• _WHAT YOU ARE ASKED TO DO_
Count the lines in the rows below that contain the word "pillar", and please reply with that number only.

══ DATA ROWS

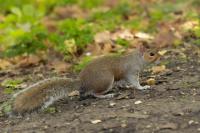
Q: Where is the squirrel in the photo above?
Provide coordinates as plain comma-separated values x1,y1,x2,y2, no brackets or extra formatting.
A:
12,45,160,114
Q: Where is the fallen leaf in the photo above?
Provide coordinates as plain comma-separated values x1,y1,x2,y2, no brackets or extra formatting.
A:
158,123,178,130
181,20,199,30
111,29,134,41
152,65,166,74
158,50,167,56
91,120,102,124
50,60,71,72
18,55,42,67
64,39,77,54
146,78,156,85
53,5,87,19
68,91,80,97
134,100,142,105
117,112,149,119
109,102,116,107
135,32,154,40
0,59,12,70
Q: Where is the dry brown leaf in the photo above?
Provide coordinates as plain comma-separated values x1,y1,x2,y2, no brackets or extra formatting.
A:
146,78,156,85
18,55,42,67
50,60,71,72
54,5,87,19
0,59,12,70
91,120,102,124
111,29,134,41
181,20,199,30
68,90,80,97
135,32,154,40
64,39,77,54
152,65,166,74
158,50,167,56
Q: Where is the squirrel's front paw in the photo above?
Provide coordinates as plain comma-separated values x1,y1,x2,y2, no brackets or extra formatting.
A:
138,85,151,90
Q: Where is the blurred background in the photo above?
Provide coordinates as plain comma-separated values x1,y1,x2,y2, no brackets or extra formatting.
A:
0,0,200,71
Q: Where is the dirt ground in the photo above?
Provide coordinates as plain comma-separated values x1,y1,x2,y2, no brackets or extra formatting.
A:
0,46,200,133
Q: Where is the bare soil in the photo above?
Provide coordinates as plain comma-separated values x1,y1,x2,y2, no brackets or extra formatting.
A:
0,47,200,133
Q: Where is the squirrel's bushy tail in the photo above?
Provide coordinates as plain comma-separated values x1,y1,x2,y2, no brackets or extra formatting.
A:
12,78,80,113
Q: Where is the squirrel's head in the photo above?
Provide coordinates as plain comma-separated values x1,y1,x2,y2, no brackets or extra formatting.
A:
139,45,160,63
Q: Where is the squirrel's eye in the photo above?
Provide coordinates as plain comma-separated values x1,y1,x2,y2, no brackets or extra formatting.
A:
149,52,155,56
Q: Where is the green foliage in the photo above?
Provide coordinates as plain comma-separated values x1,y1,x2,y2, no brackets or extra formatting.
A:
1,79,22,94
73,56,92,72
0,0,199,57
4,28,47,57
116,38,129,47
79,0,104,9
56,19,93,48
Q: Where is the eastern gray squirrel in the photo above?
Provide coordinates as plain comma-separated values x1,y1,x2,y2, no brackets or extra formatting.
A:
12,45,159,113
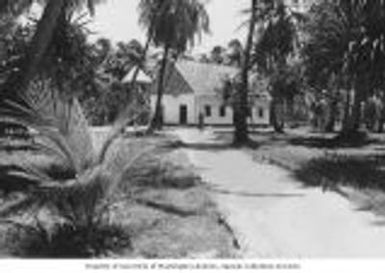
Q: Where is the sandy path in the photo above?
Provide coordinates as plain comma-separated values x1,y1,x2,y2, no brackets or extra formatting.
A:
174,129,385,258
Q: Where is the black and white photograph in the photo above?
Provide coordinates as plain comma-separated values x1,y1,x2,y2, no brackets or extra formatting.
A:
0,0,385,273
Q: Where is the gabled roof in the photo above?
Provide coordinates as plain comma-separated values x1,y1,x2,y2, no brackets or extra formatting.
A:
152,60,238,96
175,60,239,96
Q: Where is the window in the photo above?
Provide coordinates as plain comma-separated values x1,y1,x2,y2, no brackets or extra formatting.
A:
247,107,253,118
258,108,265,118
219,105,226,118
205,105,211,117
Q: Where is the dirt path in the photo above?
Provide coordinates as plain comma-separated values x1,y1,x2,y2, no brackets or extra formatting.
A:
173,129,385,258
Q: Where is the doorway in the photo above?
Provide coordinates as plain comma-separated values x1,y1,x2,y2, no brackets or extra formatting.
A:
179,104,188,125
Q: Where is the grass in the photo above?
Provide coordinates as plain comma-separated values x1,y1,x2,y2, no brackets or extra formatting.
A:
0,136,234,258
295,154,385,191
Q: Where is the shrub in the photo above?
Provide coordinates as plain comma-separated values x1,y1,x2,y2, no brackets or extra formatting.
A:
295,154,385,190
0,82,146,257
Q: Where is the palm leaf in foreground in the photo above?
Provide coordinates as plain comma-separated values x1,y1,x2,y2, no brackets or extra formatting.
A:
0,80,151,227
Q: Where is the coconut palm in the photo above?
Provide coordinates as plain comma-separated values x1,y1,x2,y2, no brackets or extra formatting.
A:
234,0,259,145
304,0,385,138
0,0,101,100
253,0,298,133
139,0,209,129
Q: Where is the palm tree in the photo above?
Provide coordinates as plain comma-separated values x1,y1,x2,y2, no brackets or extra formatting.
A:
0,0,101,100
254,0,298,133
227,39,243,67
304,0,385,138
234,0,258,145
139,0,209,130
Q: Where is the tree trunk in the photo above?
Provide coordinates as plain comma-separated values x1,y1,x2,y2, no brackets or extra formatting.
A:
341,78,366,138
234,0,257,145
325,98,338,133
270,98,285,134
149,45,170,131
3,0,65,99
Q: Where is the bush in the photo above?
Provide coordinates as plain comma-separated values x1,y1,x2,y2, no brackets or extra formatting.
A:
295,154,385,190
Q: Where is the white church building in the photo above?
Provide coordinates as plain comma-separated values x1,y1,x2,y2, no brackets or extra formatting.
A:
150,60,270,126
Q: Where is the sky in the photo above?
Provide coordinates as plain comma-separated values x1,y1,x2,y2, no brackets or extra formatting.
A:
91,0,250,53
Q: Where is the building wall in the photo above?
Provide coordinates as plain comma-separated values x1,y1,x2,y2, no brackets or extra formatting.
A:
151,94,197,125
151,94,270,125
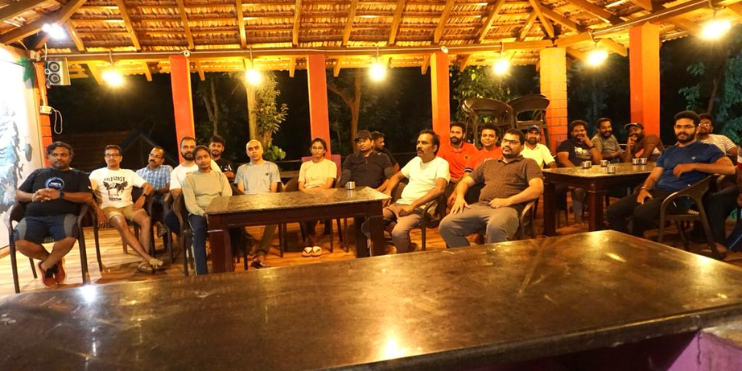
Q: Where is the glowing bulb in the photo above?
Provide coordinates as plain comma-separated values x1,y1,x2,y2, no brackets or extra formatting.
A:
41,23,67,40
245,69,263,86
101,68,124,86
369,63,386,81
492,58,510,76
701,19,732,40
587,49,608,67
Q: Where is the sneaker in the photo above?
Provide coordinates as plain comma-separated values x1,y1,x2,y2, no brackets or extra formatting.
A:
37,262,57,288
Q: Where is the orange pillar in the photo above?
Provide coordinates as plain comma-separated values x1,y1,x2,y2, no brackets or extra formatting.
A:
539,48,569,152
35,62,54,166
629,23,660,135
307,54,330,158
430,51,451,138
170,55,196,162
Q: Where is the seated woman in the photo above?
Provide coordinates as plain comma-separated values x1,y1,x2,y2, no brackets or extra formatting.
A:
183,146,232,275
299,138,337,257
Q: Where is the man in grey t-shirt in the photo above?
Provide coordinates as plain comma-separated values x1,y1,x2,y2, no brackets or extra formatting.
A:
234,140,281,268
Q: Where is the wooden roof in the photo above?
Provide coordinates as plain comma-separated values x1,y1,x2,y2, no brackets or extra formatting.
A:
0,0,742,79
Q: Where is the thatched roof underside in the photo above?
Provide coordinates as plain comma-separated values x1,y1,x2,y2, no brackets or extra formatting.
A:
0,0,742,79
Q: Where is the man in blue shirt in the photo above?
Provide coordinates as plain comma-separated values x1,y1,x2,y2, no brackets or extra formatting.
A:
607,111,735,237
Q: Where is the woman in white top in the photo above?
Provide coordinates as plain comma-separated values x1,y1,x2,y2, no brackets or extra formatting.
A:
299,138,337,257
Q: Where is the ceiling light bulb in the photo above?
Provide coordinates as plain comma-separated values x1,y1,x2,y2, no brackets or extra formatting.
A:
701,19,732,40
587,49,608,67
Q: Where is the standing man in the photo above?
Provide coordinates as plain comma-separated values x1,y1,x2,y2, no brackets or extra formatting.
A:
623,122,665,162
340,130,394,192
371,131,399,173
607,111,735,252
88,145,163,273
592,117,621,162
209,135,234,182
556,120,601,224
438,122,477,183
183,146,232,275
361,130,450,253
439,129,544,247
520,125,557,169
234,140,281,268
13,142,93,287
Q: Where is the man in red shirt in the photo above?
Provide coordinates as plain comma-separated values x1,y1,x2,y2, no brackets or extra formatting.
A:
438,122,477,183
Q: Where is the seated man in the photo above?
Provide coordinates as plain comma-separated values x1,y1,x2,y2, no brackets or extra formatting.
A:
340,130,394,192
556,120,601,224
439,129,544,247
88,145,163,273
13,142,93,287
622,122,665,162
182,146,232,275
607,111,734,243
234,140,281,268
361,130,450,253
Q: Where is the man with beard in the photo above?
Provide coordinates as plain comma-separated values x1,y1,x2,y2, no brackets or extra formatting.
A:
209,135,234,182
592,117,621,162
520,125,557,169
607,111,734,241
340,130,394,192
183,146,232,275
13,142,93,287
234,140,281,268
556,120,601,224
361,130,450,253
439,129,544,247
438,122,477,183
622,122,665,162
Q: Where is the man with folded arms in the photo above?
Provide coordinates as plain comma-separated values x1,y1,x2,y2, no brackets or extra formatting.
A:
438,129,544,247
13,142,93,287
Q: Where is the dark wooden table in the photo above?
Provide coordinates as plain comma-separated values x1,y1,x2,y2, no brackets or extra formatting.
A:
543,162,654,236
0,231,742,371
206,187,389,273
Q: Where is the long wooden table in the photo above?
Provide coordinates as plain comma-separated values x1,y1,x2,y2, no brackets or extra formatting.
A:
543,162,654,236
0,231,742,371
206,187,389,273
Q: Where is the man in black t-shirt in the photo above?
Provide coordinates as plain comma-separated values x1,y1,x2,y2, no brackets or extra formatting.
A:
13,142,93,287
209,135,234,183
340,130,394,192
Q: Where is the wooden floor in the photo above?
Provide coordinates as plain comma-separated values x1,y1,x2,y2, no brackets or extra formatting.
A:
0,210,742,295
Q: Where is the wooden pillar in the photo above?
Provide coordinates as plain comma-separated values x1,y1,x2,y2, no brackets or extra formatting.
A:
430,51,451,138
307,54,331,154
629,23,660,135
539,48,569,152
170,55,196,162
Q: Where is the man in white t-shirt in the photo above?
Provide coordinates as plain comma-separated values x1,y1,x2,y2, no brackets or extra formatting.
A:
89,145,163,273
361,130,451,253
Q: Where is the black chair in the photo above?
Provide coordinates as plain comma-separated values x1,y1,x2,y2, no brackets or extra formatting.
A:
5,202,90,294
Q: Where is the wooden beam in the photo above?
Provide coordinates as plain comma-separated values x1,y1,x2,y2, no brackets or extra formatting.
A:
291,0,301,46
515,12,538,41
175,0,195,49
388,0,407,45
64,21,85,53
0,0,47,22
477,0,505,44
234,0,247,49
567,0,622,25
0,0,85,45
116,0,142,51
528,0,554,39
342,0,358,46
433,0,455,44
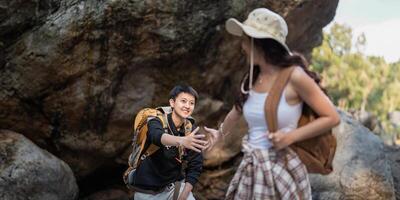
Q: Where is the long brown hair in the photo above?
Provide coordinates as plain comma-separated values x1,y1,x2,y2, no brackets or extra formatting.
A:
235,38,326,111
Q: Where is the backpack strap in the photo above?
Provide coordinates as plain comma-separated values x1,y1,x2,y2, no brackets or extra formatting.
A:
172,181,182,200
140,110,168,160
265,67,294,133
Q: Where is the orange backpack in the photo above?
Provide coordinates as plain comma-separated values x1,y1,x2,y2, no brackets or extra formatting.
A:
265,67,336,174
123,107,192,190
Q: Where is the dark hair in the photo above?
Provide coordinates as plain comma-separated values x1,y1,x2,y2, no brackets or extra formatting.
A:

════

• _REPLY TO THE TASK_
2